> _Exercise aim_: All lines below containing the string "sleeve" are to be copied.

Stored items from a collection:
= = = = = = =

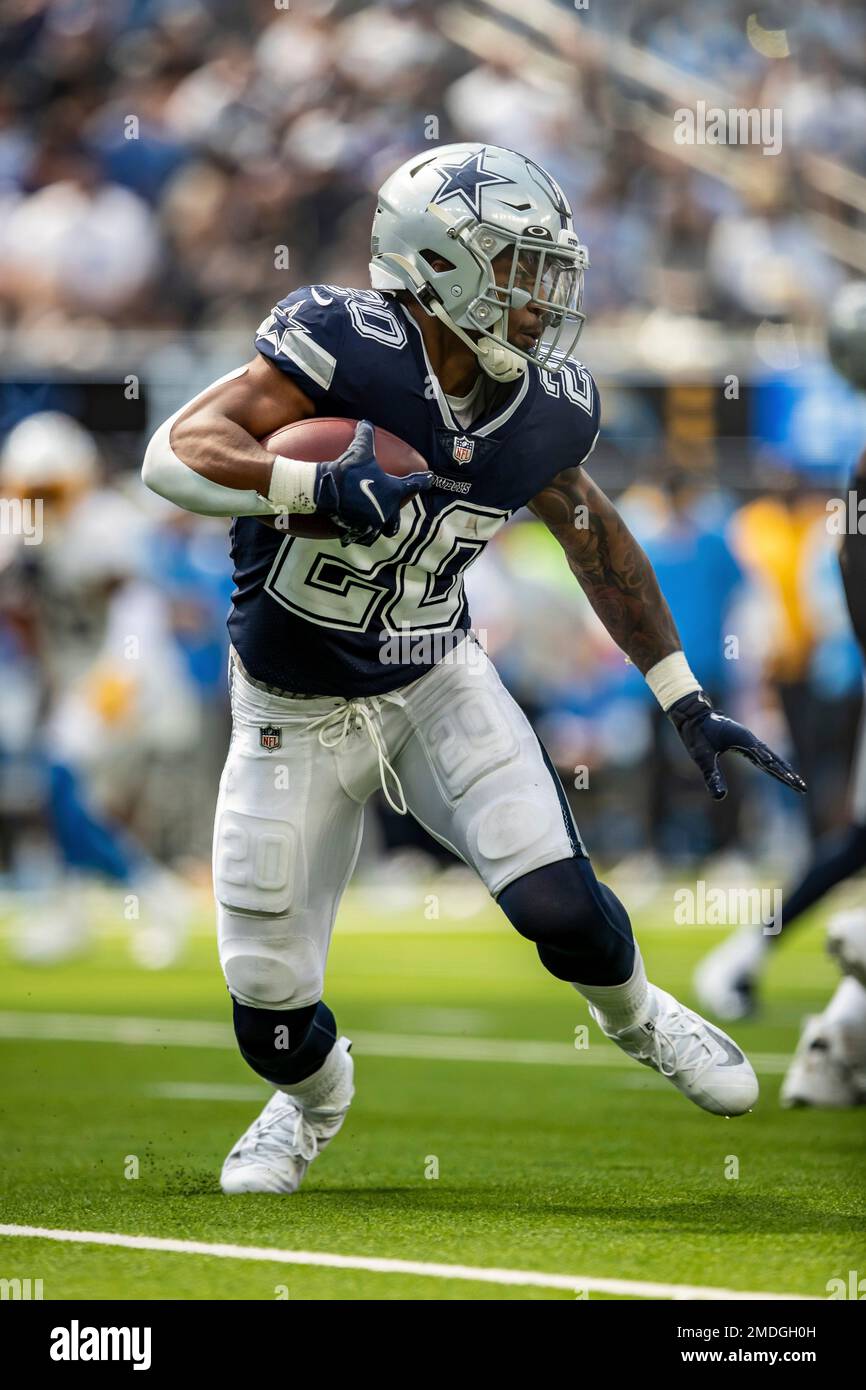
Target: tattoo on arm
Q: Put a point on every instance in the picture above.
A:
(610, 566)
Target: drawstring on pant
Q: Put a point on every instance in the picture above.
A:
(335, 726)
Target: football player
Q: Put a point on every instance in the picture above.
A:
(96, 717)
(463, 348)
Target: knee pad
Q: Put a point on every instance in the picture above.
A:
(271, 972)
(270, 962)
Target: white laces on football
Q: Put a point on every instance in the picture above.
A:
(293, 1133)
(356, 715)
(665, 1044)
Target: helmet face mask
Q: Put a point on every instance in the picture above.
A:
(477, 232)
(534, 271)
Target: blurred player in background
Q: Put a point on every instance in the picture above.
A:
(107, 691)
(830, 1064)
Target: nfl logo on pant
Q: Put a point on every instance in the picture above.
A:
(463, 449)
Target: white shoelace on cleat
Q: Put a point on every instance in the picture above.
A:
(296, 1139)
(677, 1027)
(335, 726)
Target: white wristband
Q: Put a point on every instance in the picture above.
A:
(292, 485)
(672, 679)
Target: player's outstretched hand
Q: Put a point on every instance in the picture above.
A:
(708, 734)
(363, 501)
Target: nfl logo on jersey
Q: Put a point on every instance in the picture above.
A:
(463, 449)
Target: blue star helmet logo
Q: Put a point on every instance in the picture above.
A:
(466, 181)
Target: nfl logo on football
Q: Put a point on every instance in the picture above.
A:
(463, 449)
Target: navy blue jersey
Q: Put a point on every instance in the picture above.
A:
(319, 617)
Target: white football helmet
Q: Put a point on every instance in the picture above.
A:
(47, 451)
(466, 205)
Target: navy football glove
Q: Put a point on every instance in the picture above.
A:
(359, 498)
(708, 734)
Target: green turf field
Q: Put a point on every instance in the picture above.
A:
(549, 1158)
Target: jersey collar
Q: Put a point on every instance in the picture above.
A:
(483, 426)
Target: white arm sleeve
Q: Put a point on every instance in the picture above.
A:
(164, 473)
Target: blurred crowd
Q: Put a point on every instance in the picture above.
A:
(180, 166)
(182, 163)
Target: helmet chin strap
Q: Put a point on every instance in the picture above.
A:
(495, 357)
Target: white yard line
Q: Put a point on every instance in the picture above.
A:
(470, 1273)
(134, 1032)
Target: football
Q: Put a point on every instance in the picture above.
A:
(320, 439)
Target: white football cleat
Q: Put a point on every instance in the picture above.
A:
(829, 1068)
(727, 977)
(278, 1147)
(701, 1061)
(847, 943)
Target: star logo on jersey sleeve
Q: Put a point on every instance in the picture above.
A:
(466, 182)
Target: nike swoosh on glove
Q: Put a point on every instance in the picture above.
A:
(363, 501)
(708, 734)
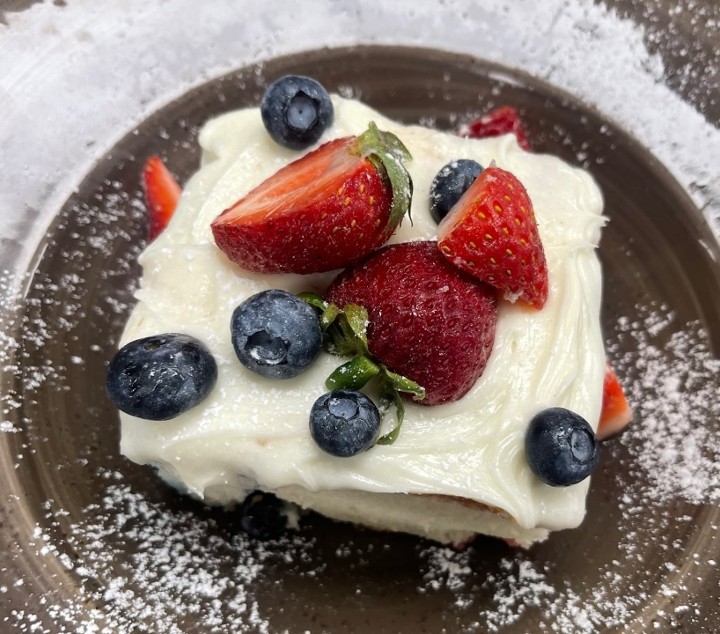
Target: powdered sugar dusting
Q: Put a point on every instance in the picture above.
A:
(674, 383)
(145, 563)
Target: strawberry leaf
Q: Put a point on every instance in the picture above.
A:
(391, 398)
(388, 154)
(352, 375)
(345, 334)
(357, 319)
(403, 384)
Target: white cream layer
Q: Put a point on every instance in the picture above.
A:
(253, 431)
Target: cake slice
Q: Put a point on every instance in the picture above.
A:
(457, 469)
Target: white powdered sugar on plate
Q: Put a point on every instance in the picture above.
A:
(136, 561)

= = = = = = =

> _Your response_:
Target: white arm sleeve
Target: star logo on jersey sleeve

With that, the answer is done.